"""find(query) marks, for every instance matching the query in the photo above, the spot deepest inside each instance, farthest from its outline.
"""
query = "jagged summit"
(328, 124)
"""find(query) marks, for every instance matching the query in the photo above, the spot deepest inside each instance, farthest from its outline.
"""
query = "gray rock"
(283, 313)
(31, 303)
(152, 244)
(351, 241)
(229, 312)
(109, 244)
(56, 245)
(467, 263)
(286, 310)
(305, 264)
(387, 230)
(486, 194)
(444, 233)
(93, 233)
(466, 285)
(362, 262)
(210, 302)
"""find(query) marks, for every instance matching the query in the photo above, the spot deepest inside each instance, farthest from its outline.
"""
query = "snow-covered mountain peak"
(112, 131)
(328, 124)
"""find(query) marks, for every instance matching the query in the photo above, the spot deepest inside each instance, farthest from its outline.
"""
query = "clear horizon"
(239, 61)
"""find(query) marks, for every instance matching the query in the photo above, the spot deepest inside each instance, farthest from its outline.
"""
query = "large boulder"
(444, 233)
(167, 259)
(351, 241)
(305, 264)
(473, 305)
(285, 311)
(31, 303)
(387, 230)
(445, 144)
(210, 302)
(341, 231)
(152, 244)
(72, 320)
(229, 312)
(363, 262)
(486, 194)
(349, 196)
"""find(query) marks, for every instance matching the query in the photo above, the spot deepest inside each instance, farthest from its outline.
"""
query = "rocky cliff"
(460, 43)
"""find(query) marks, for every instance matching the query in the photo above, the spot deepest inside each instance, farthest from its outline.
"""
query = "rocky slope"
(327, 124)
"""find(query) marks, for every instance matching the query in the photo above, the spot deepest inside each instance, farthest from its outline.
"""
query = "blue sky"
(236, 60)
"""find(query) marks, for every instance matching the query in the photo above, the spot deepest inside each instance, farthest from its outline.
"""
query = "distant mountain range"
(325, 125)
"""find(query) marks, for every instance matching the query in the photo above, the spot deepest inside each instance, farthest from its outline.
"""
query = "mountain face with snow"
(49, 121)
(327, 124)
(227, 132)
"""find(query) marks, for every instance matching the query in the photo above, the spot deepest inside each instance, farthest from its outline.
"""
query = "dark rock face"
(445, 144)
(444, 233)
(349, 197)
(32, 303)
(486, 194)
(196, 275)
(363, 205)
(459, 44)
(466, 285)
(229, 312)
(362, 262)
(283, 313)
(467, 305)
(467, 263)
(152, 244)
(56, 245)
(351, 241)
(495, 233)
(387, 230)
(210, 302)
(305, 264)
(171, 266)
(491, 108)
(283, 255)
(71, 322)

····················

§ PROBLEM TO SOLVE
Above are the entries; give them back verbatim.

§ TASK RESULT
"""find(query) marks, for every instance matching the query in the photo above, the spot deepest inside each instance, farthest from its outline.
"""
query = "jagged summit"
(328, 124)
"""find(query) marks, for every instance matching the query in the photo above, the spot deepest inside each instance, farthest from its outline.
"""
query = "gray rock"
(283, 313)
(31, 303)
(152, 244)
(351, 241)
(229, 312)
(109, 244)
(56, 245)
(467, 263)
(286, 310)
(305, 264)
(387, 230)
(486, 194)
(444, 233)
(93, 233)
(466, 285)
(362, 262)
(210, 302)
"""find(query) marks, for every instance matching the query in the photo above, the spot deepest inside each instance, farthest from its outline.
"""
query = "snow-covered mountain peak"
(112, 131)
(328, 124)
"""find(query) marks, for every instance matching the query in the photo above, the spot deepest inside each instance, farthest from its outline.
"""
query = "clear horizon"
(239, 61)
"""find(query) marks, for every instance matching the query in the photo above, the spot deepest inside each instance, farthest from its outline.
"""
query = "large boulder"
(444, 233)
(167, 259)
(351, 241)
(305, 264)
(473, 305)
(285, 311)
(31, 303)
(387, 230)
(445, 144)
(210, 302)
(341, 231)
(152, 244)
(72, 320)
(229, 312)
(363, 262)
(486, 194)
(349, 196)
"""find(query) marks, for every instance matching the query in the photo above, the spot deepest inside each instance, farthest from its outline.
"""
query = "rocky cliff"
(460, 43)
"""find(query) marks, for every instance matching the query in the photo above, the spot deepest inside each instance, farthest from its outline.
"""
query = "rocky slope"
(327, 124)
"""find(query) marks, for every instance matching the query in the photo above, the spot deepest inside each instance, farthest from its outline.
"""
query = "blue sky"
(236, 60)
"""find(query) marks, for every instance matching the query in the photo above, the spot deepest inside each instance, farthest from its outline.
"""
query = "distant mountain range"
(325, 125)
"""find(query) marks, for every instance matching the query in the photo above, the spot deepest inside each instance, farthest from its outline.
"""
query = "mountain face with snow"
(49, 121)
(327, 124)
(227, 132)
"""find(query) marks, for every instance matching the query in the photo above, the spot deepest inside each instance, farthest from its outline.
"""
query = "dark rock face"
(445, 144)
(444, 233)
(349, 197)
(32, 303)
(486, 194)
(196, 275)
(363, 205)
(459, 44)
(466, 285)
(229, 312)
(362, 262)
(283, 313)
(467, 305)
(467, 263)
(152, 244)
(56, 245)
(351, 241)
(495, 233)
(387, 230)
(210, 302)
(305, 264)
(171, 266)
(491, 108)
(283, 255)
(71, 322)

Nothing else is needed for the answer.